*** Opening of Provided information ***
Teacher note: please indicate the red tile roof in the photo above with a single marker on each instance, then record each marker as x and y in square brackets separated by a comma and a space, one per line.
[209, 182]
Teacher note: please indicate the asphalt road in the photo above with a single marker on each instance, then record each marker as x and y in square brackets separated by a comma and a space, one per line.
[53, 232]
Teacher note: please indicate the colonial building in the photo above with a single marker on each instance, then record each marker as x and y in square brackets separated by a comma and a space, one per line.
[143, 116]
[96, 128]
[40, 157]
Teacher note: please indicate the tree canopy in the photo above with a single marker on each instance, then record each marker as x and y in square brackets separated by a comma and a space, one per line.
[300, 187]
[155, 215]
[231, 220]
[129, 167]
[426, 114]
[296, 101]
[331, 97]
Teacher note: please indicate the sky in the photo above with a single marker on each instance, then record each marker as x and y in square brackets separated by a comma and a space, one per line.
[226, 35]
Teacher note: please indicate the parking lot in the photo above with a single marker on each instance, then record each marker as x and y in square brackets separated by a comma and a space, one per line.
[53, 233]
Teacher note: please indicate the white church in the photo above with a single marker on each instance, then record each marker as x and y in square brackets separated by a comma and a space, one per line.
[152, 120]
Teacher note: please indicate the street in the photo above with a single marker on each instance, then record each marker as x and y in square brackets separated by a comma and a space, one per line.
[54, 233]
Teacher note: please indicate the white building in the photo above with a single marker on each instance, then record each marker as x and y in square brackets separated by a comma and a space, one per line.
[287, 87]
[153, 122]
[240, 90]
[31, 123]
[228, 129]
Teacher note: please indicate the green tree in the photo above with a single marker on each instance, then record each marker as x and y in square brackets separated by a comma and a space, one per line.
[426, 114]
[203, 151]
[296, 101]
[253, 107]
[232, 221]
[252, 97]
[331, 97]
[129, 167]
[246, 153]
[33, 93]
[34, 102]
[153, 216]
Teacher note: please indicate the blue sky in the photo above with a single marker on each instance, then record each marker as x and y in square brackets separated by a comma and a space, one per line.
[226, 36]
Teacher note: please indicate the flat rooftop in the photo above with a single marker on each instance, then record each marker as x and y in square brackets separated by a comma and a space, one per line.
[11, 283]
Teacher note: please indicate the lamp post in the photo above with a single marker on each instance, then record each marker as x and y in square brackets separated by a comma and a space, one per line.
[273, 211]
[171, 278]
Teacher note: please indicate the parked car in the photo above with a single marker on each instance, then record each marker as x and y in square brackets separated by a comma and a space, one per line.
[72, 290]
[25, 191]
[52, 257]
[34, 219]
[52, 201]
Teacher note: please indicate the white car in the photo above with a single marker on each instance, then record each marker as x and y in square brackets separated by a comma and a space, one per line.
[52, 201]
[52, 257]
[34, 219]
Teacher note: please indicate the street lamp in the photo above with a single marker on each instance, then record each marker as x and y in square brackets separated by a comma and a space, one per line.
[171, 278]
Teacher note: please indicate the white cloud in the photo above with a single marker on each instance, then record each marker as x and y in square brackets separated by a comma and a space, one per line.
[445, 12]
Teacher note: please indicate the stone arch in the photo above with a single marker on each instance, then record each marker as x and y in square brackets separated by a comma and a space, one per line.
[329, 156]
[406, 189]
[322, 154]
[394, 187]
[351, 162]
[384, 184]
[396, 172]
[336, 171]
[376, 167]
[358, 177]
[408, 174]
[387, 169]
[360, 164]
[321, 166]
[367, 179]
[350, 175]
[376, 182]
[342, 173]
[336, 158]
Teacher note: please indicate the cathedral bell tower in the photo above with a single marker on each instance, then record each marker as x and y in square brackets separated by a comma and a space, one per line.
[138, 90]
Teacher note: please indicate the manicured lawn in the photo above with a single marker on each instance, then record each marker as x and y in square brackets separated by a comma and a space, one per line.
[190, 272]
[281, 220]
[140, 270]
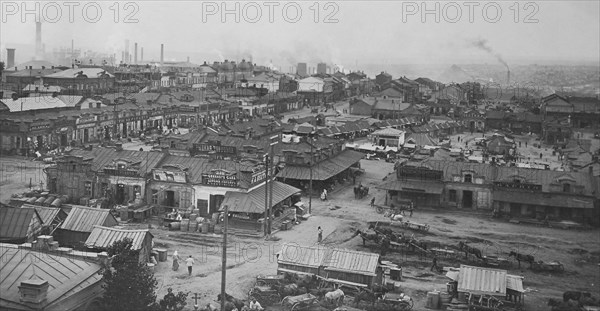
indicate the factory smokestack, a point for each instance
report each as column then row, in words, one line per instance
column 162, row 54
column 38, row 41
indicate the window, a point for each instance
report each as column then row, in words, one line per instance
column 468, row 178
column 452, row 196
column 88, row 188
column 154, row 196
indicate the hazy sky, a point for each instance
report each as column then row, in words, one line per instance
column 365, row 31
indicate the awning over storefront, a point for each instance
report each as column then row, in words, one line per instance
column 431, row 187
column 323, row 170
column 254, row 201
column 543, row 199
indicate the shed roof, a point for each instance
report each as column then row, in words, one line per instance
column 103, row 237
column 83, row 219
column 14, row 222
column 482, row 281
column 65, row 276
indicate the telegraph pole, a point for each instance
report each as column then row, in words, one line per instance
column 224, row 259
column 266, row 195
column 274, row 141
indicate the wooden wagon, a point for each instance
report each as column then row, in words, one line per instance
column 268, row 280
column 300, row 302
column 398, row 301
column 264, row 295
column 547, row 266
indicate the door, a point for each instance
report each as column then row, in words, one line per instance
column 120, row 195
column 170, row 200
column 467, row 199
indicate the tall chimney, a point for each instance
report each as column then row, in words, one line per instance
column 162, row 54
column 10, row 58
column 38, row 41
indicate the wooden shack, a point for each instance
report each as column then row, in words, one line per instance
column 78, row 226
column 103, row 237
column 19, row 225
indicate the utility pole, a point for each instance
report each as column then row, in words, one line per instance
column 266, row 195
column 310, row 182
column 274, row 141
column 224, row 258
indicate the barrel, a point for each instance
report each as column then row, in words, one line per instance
*** Close of Provided information ***
*** Opening of Provided information ***
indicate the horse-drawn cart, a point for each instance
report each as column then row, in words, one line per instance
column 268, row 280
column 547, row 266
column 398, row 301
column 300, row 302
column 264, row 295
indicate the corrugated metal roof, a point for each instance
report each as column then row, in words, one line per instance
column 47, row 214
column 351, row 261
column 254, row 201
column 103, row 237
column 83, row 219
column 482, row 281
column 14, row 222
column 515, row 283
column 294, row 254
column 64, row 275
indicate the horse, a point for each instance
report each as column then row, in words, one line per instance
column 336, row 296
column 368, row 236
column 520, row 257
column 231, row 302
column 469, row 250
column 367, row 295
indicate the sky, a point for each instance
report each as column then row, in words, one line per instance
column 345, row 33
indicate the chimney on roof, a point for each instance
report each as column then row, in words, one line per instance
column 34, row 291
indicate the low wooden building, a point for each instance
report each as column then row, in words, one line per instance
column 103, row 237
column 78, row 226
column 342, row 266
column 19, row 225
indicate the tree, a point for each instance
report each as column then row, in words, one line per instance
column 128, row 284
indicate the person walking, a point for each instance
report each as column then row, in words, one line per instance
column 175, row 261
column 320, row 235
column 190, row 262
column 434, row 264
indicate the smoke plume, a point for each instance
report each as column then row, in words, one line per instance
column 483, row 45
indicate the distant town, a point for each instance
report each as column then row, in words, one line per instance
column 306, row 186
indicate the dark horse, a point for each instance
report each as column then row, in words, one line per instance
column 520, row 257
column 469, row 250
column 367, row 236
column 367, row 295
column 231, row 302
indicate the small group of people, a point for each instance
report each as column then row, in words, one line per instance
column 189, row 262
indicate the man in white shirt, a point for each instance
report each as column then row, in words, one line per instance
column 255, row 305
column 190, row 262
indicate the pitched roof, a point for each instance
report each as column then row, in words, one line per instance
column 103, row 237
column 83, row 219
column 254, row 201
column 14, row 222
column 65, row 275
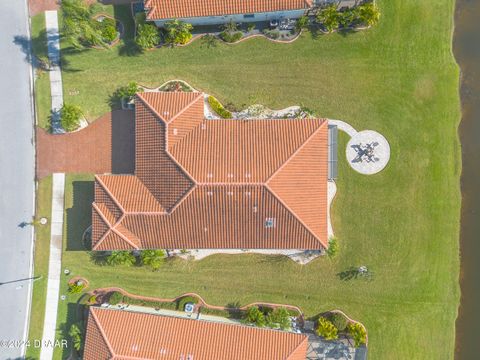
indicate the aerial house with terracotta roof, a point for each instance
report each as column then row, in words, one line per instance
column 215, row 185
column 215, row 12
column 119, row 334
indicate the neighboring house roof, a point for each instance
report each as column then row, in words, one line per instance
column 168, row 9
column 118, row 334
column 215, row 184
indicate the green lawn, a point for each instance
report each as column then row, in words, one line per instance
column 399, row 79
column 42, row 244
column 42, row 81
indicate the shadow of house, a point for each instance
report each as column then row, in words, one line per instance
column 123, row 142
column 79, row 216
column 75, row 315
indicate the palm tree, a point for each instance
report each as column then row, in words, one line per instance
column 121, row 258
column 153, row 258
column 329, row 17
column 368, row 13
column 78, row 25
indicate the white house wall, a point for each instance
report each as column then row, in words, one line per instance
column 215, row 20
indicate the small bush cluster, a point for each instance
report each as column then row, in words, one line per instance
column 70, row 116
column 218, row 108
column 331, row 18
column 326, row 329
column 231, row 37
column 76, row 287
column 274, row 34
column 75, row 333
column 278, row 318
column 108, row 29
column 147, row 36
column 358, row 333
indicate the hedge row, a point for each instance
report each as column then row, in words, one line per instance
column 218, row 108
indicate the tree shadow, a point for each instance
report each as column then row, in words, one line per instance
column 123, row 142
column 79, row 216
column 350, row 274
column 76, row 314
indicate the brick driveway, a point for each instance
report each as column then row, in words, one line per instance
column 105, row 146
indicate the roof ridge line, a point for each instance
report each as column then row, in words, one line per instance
*** Close of Provided information ***
*** Opening of Provided information ***
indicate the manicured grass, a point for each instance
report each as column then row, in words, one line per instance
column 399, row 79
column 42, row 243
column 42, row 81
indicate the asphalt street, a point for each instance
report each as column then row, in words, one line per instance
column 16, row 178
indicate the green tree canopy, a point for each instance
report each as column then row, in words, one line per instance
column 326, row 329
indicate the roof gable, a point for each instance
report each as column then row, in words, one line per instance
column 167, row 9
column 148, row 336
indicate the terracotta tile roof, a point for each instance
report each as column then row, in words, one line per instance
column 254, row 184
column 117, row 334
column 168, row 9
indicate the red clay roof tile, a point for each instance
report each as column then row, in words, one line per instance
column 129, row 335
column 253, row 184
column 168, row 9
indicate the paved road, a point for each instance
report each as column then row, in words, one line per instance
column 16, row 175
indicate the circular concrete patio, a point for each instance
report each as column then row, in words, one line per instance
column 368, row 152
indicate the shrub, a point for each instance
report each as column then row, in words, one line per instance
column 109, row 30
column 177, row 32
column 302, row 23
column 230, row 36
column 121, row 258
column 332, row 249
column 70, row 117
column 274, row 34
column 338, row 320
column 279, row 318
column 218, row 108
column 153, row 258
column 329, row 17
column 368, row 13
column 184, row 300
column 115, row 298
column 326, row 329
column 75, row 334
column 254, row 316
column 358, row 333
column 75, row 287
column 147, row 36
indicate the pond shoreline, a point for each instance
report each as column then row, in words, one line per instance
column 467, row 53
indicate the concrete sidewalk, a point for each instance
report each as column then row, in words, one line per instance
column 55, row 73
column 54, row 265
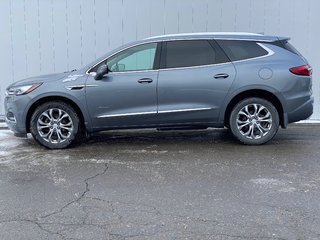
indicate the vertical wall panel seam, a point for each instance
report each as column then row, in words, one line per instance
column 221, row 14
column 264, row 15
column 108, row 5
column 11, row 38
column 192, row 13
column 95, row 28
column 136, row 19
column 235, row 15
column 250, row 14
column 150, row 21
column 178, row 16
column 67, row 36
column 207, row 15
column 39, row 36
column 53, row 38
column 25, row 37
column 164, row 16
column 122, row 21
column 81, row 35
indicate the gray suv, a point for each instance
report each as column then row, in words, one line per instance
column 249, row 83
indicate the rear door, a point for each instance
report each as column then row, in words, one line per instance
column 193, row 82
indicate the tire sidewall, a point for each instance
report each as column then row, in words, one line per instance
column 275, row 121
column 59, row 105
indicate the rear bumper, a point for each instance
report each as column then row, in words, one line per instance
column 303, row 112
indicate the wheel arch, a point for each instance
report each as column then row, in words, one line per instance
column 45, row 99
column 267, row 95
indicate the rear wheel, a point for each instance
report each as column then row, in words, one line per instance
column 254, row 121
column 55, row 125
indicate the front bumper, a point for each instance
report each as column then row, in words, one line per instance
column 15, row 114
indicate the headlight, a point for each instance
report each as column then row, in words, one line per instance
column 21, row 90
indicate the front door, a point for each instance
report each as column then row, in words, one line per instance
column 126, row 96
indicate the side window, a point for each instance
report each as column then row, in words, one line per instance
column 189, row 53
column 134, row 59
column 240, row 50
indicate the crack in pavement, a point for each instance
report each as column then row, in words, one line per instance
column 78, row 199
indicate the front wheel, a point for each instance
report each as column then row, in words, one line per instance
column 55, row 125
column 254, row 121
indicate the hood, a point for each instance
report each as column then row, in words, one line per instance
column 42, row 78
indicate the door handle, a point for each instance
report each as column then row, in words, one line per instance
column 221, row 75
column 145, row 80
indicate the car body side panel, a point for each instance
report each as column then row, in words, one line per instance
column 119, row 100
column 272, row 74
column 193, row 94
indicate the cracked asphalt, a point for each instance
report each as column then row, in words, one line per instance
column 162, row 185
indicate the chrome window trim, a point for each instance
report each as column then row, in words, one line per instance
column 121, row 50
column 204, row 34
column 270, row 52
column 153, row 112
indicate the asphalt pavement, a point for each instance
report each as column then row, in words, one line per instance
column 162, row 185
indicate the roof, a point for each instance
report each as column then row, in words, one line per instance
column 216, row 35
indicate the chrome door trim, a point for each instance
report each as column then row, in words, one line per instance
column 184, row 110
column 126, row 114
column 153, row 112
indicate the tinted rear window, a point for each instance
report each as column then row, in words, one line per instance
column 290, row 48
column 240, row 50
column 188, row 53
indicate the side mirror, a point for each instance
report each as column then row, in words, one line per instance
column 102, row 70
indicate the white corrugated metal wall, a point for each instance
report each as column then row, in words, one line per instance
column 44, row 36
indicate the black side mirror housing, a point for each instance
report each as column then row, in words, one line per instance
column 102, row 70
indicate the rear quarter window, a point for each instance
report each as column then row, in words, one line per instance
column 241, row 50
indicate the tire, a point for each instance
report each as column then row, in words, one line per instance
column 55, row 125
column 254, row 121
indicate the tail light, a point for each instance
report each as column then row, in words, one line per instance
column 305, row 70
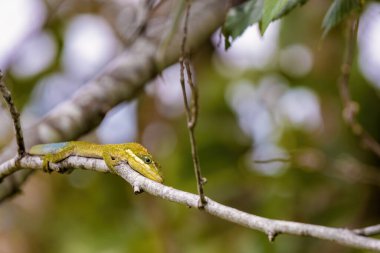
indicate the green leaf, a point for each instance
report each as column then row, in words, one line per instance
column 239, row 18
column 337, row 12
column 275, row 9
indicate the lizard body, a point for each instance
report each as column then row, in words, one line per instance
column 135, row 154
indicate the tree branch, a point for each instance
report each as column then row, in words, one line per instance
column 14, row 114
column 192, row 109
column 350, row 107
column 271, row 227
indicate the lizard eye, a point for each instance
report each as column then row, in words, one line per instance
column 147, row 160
*** Close of Provided information ***
• Activity: Copy every line of the listing where the word "chimney" appears.

• Response to the exercise:
indicate the tall chimney, a point for each instance
indicate the chimney on roof, a point for each instance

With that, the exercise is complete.